# Excerto citado

──────────

Ora, pese embora a prescrição constitua fundamento de oposição à execução fiscal o certo é que, constituindo o decurso do prazo de prescrição facto duradouro que se inicia a partir do início do ano civil seguinte àquele em que se verifica o facto tributário (No caso da Sisa.), forçoso é concluir que não constitui o mesmo facto superveniente, por se ter iniciado logo em data anterior à da citação.
Por outro lado o decurso do prazo da prescrição, dependendo do decurso do tempo e dos trâmites do processo, constitui facto objectivo cuja possibilidade de conhecimento é patente, não dependendo de quaisquer circunstâncias subjectivas, aliás nem invocadas pela recorrente.
Assim, caso ocorra posteriormente e para além do prazo de oposição, a prescrição deverá ser invocada perante o órgão donde está a correr o processo ( Neste sentido também Código de Procedimento e Processo Tributário anotado de Jorge Lopes de Sousa, 6ª edição, vol. III, pag. 432, e ainda, o mesmo autor, «Sobre a Prescrição da Obrigação Tributária, Notas Práticas», pág. 20.), daí resultando a possibilidade de reclamação para o tribunal em caso de indeferimento do pedido.

──────────

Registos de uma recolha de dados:

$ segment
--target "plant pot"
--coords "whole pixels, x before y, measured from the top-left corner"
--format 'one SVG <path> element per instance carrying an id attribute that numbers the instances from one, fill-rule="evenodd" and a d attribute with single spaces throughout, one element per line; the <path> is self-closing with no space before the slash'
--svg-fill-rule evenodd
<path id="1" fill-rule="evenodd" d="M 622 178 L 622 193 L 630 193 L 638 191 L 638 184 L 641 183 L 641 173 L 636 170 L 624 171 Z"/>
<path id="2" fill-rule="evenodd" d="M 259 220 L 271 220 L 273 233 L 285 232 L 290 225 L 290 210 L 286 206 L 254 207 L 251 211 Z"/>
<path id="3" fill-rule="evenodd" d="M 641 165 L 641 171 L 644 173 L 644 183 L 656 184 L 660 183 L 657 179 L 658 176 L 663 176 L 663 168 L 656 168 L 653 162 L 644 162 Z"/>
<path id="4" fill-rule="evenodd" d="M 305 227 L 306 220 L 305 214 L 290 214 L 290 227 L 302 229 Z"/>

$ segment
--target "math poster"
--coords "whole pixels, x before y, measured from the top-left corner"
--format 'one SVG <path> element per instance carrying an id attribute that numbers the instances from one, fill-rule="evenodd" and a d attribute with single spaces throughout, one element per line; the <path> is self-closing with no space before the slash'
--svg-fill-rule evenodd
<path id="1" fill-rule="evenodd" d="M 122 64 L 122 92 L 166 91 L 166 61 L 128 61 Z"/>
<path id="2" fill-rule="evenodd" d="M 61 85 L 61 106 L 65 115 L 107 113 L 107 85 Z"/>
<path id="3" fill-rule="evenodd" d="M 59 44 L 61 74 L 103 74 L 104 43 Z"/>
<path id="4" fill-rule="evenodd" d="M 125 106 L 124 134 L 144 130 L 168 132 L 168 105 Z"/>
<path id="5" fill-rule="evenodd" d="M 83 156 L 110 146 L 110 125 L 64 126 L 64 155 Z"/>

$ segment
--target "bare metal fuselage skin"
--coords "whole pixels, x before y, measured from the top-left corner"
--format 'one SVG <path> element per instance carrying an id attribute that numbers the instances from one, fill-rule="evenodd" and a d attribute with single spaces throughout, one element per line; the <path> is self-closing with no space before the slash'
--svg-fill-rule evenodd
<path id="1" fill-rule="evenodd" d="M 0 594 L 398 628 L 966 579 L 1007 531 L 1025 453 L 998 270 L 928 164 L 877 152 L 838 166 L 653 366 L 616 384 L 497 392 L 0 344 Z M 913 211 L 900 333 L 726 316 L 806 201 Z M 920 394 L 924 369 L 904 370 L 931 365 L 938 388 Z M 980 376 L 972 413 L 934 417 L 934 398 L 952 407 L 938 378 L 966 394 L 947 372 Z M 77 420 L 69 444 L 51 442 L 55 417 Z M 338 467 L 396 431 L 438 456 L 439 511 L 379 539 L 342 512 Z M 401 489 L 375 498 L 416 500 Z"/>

──────────

Cite na íntegra, sem qualquer alteração, o excerto sobre a prescrição na execução fiscal. Os registos não têm qualquer papel nesta tarefa.

# Exercício resolvido
Ora, pese embora a prescrição constitua fundamento de oposição à execução fiscal o certo é que, constituindo o decurso do prazo de prescrição facto duradouro que se inicia a partir do início do ano civil seguinte àquele em que se verifica o facto tributário (No caso da Sisa.), forçoso é concluir que não constitui o mesmo facto superveniente, por se ter iniciado logo em data anterior à da citação.
Por outro lado o decurso do prazo da prescrição, dependendo do decurso do tempo e dos trâmites do processo, constitui facto objectivo cuja possibilidade de conhecimento é patente, não dependendo de quaisquer circunstâncias subjectivas, aliás nem invocadas pela recorrente.
Assim, caso ocorra posteriormente e para além do prazo de oposição, a prescrição deverá ser invocada perante o órgão donde está a correr o processo ( Neste sentido também Código de Procedimento e Processo Tributário anotado de Jorge Lopes de Sousa, 6ª edição, vol. III, pag. 432, e ainda, o mesmo autor, «Sobre a Prescrição da Obrigação Tributária, Notas Práticas», pág. 20.), daí resultando a possibilidade de reclamação para o tribunal em caso de indeferimento do pedido.